> [Aim of the exercise]:
An exact transcription of all the data is required.

> [Material shown]:
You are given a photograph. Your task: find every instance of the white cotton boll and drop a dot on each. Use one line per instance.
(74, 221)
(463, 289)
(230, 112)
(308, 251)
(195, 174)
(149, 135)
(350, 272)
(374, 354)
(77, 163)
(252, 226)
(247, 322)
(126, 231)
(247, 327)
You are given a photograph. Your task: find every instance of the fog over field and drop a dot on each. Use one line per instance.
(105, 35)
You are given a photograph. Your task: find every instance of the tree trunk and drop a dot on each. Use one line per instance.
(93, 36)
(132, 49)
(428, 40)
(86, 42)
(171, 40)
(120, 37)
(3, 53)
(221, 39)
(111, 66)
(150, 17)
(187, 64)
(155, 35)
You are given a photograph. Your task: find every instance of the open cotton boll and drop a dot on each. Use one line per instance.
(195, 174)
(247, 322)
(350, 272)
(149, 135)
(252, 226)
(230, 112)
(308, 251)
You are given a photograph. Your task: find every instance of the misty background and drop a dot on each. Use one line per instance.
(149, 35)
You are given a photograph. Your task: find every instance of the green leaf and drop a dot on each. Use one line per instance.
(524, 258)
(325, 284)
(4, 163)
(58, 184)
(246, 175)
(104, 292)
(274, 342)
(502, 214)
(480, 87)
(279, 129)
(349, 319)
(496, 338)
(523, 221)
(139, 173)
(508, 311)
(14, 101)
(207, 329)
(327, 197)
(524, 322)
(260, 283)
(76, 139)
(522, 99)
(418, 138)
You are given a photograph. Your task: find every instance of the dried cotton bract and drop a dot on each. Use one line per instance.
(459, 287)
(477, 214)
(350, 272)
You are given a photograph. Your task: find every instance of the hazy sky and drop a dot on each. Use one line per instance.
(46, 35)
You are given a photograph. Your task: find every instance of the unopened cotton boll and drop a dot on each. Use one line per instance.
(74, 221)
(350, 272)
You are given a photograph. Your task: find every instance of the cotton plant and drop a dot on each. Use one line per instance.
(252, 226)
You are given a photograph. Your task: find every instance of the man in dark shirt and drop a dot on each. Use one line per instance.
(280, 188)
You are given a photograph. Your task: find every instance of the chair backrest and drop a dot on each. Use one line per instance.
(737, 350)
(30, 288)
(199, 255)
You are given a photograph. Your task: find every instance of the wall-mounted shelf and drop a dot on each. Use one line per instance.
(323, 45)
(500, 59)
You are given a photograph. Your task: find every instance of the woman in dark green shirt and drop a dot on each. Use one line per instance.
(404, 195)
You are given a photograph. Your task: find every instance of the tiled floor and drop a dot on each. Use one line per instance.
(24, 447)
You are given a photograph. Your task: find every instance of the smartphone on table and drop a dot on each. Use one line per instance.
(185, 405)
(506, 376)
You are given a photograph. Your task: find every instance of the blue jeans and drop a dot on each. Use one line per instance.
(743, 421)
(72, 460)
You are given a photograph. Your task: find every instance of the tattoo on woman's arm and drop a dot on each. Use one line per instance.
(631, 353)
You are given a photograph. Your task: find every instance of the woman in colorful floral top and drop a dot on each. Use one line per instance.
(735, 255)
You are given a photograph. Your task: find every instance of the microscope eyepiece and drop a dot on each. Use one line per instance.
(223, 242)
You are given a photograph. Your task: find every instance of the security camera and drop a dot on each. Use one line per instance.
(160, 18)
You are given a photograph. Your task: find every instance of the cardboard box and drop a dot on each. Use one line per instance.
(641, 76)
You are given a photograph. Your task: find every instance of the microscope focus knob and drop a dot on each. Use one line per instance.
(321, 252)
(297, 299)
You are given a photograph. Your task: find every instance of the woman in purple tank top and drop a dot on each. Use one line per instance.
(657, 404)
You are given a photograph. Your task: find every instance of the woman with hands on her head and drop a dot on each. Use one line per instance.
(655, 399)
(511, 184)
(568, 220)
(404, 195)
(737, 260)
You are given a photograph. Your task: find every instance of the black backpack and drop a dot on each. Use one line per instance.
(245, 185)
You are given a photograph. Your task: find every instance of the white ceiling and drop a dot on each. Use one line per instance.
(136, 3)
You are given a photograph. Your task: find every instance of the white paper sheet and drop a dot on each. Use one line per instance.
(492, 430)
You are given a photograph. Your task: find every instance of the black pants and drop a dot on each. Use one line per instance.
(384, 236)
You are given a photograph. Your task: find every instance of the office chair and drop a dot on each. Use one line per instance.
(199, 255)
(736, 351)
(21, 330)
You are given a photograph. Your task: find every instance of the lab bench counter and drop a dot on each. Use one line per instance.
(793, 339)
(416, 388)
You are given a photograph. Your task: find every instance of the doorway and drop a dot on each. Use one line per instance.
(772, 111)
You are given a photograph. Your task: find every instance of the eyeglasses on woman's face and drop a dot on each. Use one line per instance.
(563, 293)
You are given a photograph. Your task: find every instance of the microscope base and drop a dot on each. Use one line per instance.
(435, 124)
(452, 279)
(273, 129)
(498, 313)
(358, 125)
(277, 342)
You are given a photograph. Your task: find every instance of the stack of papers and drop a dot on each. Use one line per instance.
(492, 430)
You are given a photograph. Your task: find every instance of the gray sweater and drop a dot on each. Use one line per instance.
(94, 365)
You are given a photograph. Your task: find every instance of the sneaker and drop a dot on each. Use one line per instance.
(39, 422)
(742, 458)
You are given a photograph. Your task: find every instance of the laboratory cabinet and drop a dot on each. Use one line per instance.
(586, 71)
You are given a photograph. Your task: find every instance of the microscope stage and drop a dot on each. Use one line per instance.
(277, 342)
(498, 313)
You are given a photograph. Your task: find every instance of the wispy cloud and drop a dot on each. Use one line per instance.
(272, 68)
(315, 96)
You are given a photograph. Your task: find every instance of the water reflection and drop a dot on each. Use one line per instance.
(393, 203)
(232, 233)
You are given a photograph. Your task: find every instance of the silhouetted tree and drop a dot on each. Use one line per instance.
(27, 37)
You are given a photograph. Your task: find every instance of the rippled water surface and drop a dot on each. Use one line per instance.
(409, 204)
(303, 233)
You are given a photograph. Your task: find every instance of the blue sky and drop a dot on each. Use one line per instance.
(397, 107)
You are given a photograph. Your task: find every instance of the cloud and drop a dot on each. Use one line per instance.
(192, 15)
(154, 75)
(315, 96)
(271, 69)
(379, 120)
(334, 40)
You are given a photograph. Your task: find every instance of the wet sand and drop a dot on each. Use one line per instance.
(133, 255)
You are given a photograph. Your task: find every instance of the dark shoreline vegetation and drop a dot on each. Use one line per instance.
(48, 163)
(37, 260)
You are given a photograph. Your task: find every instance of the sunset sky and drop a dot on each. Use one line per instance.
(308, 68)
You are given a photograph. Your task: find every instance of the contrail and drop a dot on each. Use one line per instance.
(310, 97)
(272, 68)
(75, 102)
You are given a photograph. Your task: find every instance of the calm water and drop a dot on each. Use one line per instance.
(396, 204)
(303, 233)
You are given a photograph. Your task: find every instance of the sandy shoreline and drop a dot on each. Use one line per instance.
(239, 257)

> [Written response]:
You are given a photograph. Your task: find every instance of the white cotton boll and drop a dot on each. Use one line per instance.
(74, 221)
(463, 289)
(230, 112)
(308, 251)
(195, 174)
(149, 135)
(350, 272)
(374, 354)
(77, 163)
(252, 226)
(247, 322)
(126, 231)
(247, 327)
You are given a photograph. Your task: find every instance of the fog over field and drop a dot on each. Use one line per instance.
(105, 35)
You are given a photograph. Your task: find every instance of the tree trunk and drop a dot on each. Use one line per instance.
(93, 36)
(132, 49)
(428, 40)
(86, 42)
(171, 40)
(120, 37)
(3, 53)
(221, 39)
(111, 66)
(150, 17)
(187, 64)
(155, 35)
You are given a photograph. Your task: find every instance of the open cotton boll and drop a dot on each. Use one line per instance.
(195, 174)
(247, 322)
(350, 272)
(149, 135)
(252, 226)
(230, 112)
(308, 251)
You are given a photograph. Your task: find every instance of the misty background and drop a dot on each. Use one line per instance.
(149, 35)
You are given a photograph. Your task: find every instance of the green leaf and drop a dot on each. Use one line per instance.
(524, 258)
(325, 284)
(4, 163)
(58, 184)
(246, 175)
(104, 292)
(274, 342)
(502, 214)
(480, 87)
(279, 129)
(349, 319)
(496, 338)
(523, 221)
(139, 173)
(508, 311)
(14, 101)
(207, 329)
(327, 197)
(524, 322)
(260, 283)
(76, 139)
(522, 99)
(418, 138)
You are given a photograph. Your task: find every instance of the dried cotton bract and drop a dot on each. Use one line per instance.
(459, 287)
(477, 214)
(350, 272)
You are given a photograph. Your task: find every instance of the hazy sky and drop a dot on each. Use one line per instance.
(46, 35)
You are given a photograph. Your task: find every instance of the unopened cotton boll and drop a dot on each. Use one line per instance.
(74, 221)
(350, 272)
You are given a photograph. Your task: find every instance of the cotton plant and drop a dot on each. Use one line per instance.
(252, 226)
You are given a photograph. Your task: find every instance of the man in dark shirt and drop a dot on each. Use one line per instance.
(280, 188)
You are given a photograph. Your task: find every instance of the chair backrest and drop a dot on each. Use one line per instance.
(737, 350)
(30, 288)
(199, 255)
You are given a photograph. Your task: find every instance of the wall-mounted shelf and drop a dot on each. Use one line per instance.
(323, 45)
(500, 59)
You are given a photograph. Your task: find every instance of the woman in dark green shirt and drop a dot on each. Use one line per instance.
(404, 195)
You are given a photograph. Your task: find every instance of the tiled floor and drop a dot on each. Use one line per instance.
(24, 447)
You are given a photograph. Your task: find every instance of the smartphone on table and drop a dot on each. Use one line per instance.
(185, 405)
(506, 376)
You are given a photograph. Your task: find every instance of the blue jeans and drop a dot on each. Use one line per instance.
(743, 421)
(72, 460)
You are given a photograph. Your task: find every instance of the tattoo on woman's arm and drop a dot on each. Use one line per instance.
(631, 353)
You are given a photograph. Your task: find every instance of the woman in colorful floral top and drop a dot on each. Use one line per instance.
(735, 255)
You are given a photograph. Your task: find every instance of the microscope eyepiece and drop a dot on each. Use one line per instance.
(223, 242)
You are given a photograph. Your task: find every instance of the security camera and drop a dot on each. Use one line per instance.
(160, 18)
You are given a photograph. Your task: find every instance of the cardboard box and drop a dot on each. Use one line per instance.
(641, 76)
You are given a photograph. Your task: find every instance of the microscope focus knob and drop a dot on each. Use one line per instance.
(321, 252)
(297, 299)
You are given a photograph. Your task: find every instance of the woman in purple tank top and drop a dot on each. Use one line per instance.
(657, 404)
You are given a photograph. Your task: find every instance of the woman with hands on her head and drop a dot on each. Use one line per instance.
(655, 399)
(511, 184)
(568, 220)
(404, 195)
(737, 260)
You are given a photograph. Your task: find every instance of the black backpack and drop a dot on each. Use one line per instance.
(245, 185)
You are given a photograph. Your task: find every instance of the white ceiling and drop a dot on each. Use one line per instance.
(136, 3)
You are given a photograph. Your task: find every instance of the white paper sheet and drop a dot on each. Use one line per instance.
(492, 430)
You are given a photograph. Your task: find every instance of the black pants and drop a dot on each. Use one line per instance.
(384, 236)
You are given a photograph. Your task: find every instance of the office chair and drop a dot on each. Use one line per instance.
(199, 255)
(736, 351)
(21, 330)
You are given a photograph. Your task: find every instance of the lab bench counter and drop a dot on each. Use one line per instance.
(793, 339)
(416, 388)
You are given a photograph. Your task: find every instance of the doorway and drop a dot on each. Use one line per instance.
(772, 111)
You are given a photograph. Your task: find every instance of the eyeglasses on woman's face and drop a dot on each. Use one line per instance.
(563, 293)
You are given a photograph. Your task: find every instance of the microscope base and drop a dot on each. Use one line per instance.
(435, 124)
(452, 279)
(273, 129)
(498, 313)
(358, 125)
(277, 342)
You are given a photograph. Your task: find every instance of the stack of papers and drop a dot on each. Use one line per instance.
(492, 430)
You are given a photograph. Your task: find every instance of the gray sweater and drop a dot on each. Use one line per instance.
(94, 365)
You are given a photograph. Your task: find every instance of the sneaker and drop a dot on each. Use one line per instance.
(39, 422)
(742, 458)
You are given a photograph. Your task: find every instance of the laboratory cabinet and drop a dot on each. Use one line per instance.
(586, 71)
You are given a photograph. Your task: find every instance of the microscope stage and drop a dot on each. Use one line per instance.
(277, 342)
(498, 313)
You are given a photograph. Your task: find every instance of the wispy cloud and drop a dot on each. Use one line per instance.
(272, 68)
(315, 96)
You are given a photograph. Your task: find every instance of the water reflection and drop a dot on each. Use one line per instance.
(393, 203)
(232, 233)
You are given a photograph. Your task: find every instance of the silhouetted tree and drop a dot on each. Use one line per instance.
(27, 37)
You are given a photograph. Your task: find every instance of the rippled water surface and drop a dot on each. Use one line per instance.
(409, 204)
(303, 233)
You are given a photograph. Your task: find every instance of the blue sky and drop a dot on each. Use one line per instance.
(397, 107)
You are given a photograph. Your task: find every instance of the cloud and drop a dot on each. Use one line per instance.
(192, 15)
(154, 75)
(315, 96)
(271, 69)
(379, 120)
(334, 40)
You are given a photograph. Your task: find every instance of the wet sand and drop a dot on each. Use one line per instance.
(133, 255)
You are given a photograph. Your task: find every instance of the dark shoreline vegetation and drop a dot on each. Use one line per instance.
(48, 163)
(37, 260)
You are given a photograph. Your task: find every instance of the sunset sky and drop a dot on each. Use one line per instance.
(308, 68)
You are given a photograph. Your task: find every instance of the contrail and drop a dot on each. Use one line per instance.
(310, 97)
(272, 68)
(75, 102)
You are given a photograph. Your task: find every instance of the calm water and drop a dot on each. Use one line per instance.
(396, 204)
(303, 233)
You are given a photograph. Your task: find every instance of the sandy shoreline and drop a dot on each. Use one line per instance.
(239, 257)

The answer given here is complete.